Please rewrite the stored data from its start through the line containing "(1062, 545)", reproducing each item's lines in full and moving every answer coordinate by adding 3 to each of its numbers. Leave the pictures out.

— START Data for the task —

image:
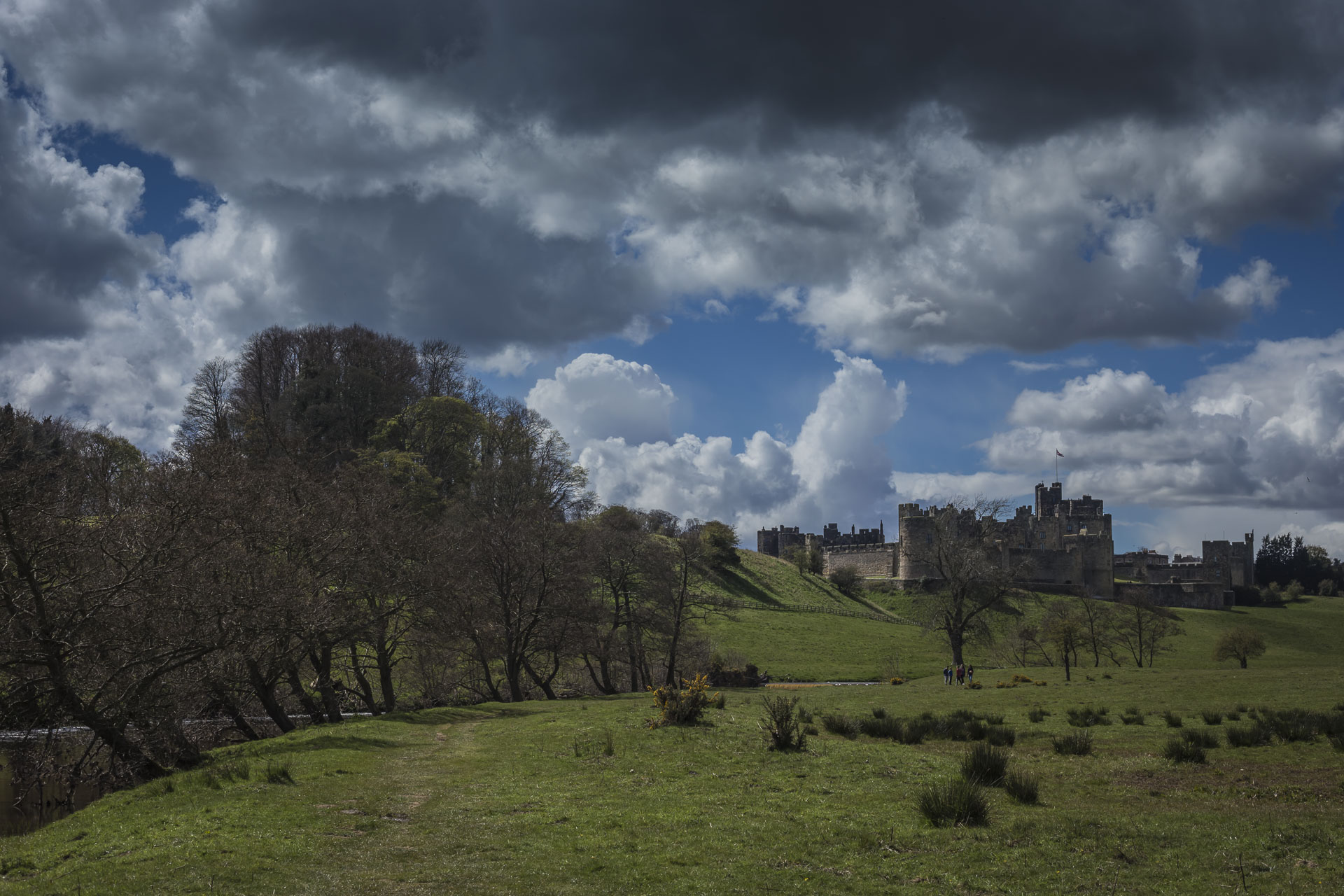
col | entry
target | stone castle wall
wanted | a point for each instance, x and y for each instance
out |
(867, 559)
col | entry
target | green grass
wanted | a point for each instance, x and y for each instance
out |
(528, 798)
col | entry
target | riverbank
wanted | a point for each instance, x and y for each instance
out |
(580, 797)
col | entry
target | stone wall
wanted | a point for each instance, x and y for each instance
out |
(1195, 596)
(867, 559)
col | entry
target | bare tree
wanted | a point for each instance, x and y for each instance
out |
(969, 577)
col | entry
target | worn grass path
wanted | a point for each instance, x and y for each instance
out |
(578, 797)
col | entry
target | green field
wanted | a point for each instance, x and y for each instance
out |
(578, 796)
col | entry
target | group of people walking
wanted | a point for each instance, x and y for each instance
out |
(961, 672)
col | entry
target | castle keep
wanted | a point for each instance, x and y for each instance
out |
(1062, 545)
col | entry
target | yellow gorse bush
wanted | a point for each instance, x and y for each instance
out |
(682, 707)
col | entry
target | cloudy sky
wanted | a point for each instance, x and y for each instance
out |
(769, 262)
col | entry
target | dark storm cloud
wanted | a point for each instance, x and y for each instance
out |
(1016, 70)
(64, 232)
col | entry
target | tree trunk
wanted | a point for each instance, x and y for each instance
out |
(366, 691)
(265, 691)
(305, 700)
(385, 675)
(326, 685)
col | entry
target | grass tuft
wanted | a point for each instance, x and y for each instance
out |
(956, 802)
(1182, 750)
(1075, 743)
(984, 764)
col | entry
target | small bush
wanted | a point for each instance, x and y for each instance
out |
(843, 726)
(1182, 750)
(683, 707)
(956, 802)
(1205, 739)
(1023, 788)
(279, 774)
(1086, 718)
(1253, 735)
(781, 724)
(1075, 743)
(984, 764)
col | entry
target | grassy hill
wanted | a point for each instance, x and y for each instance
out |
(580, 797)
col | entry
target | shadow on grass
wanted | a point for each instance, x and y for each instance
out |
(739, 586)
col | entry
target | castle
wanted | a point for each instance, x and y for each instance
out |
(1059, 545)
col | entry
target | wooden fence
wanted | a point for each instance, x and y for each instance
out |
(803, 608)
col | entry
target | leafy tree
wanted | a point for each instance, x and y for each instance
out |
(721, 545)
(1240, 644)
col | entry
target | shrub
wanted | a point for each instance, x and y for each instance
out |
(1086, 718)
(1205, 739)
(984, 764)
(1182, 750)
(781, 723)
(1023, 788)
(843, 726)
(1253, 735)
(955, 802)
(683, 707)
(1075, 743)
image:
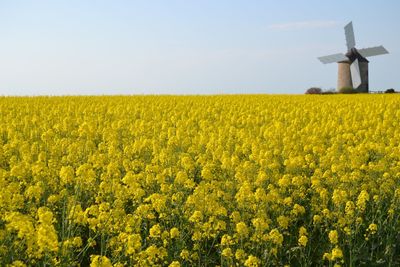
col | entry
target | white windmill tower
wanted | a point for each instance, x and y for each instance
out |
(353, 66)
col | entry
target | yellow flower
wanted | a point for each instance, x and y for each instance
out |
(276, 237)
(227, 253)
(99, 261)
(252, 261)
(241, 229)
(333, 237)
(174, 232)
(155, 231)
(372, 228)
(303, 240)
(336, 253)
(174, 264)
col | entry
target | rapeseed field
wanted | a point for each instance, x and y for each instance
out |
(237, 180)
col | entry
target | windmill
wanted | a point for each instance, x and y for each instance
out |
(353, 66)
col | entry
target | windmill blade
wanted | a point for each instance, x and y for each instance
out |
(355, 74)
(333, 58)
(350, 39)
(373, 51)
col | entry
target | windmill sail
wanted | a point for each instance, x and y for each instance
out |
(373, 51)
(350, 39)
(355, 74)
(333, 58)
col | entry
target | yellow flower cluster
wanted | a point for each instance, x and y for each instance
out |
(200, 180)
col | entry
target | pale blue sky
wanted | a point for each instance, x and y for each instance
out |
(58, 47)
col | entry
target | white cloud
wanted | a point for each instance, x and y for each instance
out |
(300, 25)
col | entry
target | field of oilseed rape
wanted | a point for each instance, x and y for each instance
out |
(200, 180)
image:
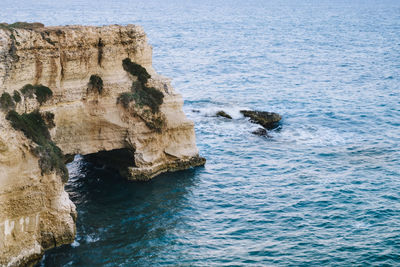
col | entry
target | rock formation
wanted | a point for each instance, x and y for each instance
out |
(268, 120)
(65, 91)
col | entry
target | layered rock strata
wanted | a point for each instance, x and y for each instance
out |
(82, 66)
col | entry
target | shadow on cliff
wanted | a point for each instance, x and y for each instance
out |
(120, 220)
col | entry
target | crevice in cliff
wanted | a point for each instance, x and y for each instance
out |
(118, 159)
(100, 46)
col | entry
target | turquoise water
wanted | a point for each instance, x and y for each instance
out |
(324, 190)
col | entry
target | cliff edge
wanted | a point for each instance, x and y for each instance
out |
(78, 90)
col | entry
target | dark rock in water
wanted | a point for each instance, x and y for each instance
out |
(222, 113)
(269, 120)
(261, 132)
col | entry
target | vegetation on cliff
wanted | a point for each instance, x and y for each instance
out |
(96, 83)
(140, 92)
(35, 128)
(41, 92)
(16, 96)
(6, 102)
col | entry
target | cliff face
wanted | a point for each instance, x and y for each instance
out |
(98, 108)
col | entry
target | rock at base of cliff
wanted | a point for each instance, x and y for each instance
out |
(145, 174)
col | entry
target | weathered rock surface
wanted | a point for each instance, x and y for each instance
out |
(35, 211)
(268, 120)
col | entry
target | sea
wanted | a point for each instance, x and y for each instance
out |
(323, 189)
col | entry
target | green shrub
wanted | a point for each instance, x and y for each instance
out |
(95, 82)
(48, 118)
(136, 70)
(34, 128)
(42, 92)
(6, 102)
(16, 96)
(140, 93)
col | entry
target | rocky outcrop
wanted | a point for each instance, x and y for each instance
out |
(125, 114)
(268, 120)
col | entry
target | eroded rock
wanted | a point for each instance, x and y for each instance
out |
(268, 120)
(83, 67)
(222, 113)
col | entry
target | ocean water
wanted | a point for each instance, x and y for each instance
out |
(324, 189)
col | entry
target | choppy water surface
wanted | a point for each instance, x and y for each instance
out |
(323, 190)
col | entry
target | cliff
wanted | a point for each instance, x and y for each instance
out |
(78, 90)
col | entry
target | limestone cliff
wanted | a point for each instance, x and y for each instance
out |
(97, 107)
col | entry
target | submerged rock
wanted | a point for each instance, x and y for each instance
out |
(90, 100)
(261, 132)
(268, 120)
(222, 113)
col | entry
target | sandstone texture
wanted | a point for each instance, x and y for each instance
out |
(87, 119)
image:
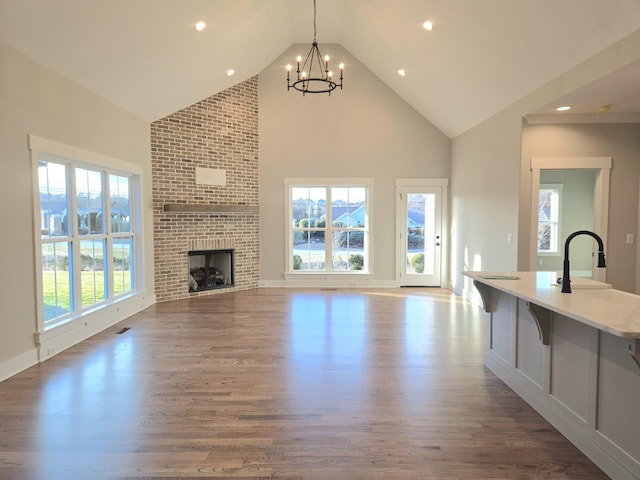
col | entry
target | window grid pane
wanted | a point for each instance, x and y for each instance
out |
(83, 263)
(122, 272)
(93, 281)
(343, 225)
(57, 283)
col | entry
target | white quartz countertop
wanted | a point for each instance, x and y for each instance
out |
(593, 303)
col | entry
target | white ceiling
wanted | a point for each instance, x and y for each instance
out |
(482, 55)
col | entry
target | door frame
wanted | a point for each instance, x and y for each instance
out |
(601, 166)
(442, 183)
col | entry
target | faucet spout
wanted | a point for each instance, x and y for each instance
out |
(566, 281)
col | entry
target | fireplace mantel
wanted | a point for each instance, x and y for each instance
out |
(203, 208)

— END Data for the task —

The response
image:
col | entry
target | stone castle wall
wanted | a point for each instance, x and y for each instance
out |
(870, 562)
col | entry
target | green grass
wanted | a point for each instance, x and y for each instance
out |
(531, 801)
col | entry
target | riverbank
wanted | a point for each instance, x and y for each instance
out |
(583, 800)
col | entry
target | stone wall
wanted | a point for each instance, x and y for each instance
out |
(1198, 599)
(870, 562)
col | entry
target | bare tree
wanted | a point for each instance, x and y for each instance
out |
(972, 580)
col | entry
target | worn grass path
wanted | a point for each instance, x and y for each instance
out |
(581, 800)
col | entry
target | green field
wanted | a point for each instance, x and y for each instance
out |
(581, 799)
col | entry
target | group of people walking
wanted | a point for each instance, x and y for each instance
out |
(964, 675)
col | entry
target | castle keep
wanted | a point for each instance, x and y for each instance
out |
(1065, 548)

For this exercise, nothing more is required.